• _Exercise requirements_: Could every line of the data be printed exactly as it reads?

• _Dataset items_:
════════════════
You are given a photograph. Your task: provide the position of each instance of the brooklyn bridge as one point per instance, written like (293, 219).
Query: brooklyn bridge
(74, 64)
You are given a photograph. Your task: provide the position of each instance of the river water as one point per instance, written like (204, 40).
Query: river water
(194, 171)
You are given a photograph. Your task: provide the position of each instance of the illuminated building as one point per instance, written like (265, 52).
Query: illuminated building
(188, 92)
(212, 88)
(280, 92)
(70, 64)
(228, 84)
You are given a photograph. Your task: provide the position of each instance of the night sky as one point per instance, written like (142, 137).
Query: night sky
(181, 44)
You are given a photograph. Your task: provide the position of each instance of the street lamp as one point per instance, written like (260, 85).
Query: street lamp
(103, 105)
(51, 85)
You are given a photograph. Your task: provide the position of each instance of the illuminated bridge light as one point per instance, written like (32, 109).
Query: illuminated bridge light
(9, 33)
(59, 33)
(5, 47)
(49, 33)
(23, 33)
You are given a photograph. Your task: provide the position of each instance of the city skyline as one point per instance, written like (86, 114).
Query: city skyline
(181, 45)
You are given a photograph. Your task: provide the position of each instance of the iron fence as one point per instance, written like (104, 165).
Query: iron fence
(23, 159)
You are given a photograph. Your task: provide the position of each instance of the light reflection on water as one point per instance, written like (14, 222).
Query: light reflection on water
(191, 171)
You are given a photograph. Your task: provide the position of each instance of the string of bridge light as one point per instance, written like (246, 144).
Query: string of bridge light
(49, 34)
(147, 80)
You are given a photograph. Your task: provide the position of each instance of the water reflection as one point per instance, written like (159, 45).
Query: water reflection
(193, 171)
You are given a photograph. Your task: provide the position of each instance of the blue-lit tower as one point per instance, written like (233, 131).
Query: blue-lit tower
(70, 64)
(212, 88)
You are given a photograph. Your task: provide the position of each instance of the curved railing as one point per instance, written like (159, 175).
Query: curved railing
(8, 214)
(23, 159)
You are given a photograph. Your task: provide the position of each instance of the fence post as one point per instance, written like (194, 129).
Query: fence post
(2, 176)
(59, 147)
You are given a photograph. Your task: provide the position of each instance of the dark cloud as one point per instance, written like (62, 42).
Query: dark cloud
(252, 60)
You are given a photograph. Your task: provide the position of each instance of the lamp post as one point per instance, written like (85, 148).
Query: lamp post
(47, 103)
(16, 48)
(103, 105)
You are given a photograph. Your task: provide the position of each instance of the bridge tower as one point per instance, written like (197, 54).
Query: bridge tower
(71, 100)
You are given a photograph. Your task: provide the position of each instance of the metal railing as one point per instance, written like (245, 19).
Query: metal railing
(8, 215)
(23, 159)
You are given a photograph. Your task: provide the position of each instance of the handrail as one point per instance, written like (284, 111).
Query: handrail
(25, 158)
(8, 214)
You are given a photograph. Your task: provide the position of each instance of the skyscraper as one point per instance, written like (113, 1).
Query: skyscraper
════════════════
• _Final result_:
You are given a photograph. Your task: provide the position of each instance of the brooklyn bridge as one point per instance, written like (293, 219).
Query: brooklyn bridge
(74, 64)
You are given a photograph. Your task: provide the position of each instance of the river water as one point per instance, written like (204, 40).
Query: river water
(194, 171)
You are given a photograph. Your task: provide the position of each instance of the illuminated building as one point per instance, written like (265, 52).
Query: illuminated building
(188, 92)
(212, 88)
(280, 92)
(70, 64)
(228, 84)
You are given a photograph. Your task: provide the position of each instance of the night sky as one point per instance, written like (142, 137).
Query: night sky
(181, 44)
You are given a photograph. Your task: provide the position of each instance of the street lamp as one point per instance, written like (260, 85).
Query: street lamp
(103, 105)
(51, 85)
You are given a photograph. Your task: provide the position of each instance of the illuminated bridge light as one point per instance, written like (32, 109).
Query: illuminated bridge light
(9, 33)
(59, 33)
(5, 47)
(49, 33)
(23, 33)
You are given a photograph. Your task: provide the position of each instance of the city skyline as one point per instance, written like (86, 114).
Query: city skyline
(181, 45)
You are given a photograph. Your task: provide the position of each instance of the iron fence as one point per instance, written like (104, 165).
Query: iron fence
(23, 159)
You are given a photograph. Your task: provide the position of each instance of the light reflection on water as one point per instance, written like (14, 222).
Query: light reflection on water
(191, 171)
You are given a photograph. Your task: provide the position of each instance of the string of bridge light as one point per instance, written like (246, 144).
Query: string of bridge light
(49, 34)
(147, 80)
You are given a photograph. Your task: provide the position of each instance of the water reflection as one point per instance, written like (159, 45).
Query: water reflection
(193, 171)
You are given a photograph. Your task: provide the position of each instance of the blue-lit tower as one point per instance, written like (233, 131).
Query: blue-lit tower
(70, 64)
(212, 88)
You are given a photograph. Your task: provide the position of each instance of the curved railing as one point per instance, written like (159, 175).
Query: curved railing
(8, 214)
(23, 159)
You are given a photograph. Your task: provide the position of each instance of the fence post as one point per instance, written like (194, 129).
Query: fence post
(2, 176)
(59, 147)
You are given a photograph. Your task: provide the position of each instance of the dark cloud as one point per instance, written like (62, 42).
Query: dark cloud
(252, 60)
You are given a photograph. Your task: provide the position of each instance of the lamp post as one point per instance, written like (85, 148).
Query: lamp post
(47, 103)
(16, 48)
(103, 105)
You are given a photograph. Your task: provide the position of each instance of the bridge tower as one point per instance, written like (197, 54).
Query: bridge tower
(71, 100)
You are given a photograph. Your task: provide the position of each instance of the metal railing as one point per instance, written like (245, 19).
Query: metal railing
(8, 215)
(23, 159)
You are given a photograph. Your task: provide the position of each instance of the handrail as one point per instance, written like (284, 111).
Query: handrail
(25, 158)
(8, 214)
You are given a photograph. Your task: provide the position of each instance of the skyscraper as one point per instance, written like (113, 1).
Query: skyscraper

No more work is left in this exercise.